>> start Stored data
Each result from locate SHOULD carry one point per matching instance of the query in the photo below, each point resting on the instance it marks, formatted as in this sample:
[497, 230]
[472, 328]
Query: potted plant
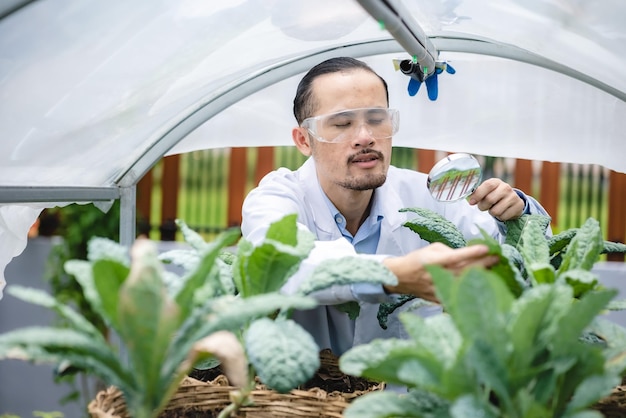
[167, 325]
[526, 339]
>> end Stored data
>> start Stored data
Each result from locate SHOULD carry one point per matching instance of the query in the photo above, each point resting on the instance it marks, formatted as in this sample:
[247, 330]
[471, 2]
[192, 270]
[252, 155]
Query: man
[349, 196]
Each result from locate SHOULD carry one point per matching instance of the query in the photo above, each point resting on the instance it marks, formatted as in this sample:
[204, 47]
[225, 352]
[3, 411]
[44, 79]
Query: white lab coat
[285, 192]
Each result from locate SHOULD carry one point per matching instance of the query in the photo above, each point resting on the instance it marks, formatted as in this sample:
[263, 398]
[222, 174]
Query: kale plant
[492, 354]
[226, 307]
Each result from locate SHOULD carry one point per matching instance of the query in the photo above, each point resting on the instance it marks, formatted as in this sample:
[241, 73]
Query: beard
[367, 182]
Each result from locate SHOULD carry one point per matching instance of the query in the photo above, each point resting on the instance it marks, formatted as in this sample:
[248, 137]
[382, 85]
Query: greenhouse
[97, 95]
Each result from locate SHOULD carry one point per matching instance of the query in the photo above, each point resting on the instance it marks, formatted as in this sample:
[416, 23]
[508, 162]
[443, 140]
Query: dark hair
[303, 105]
>> end Stored data
-- Exercise details --
Show each line from the records above that contains the string "plant".

-- Solved problem --
Query: potted plant
Query: kale plant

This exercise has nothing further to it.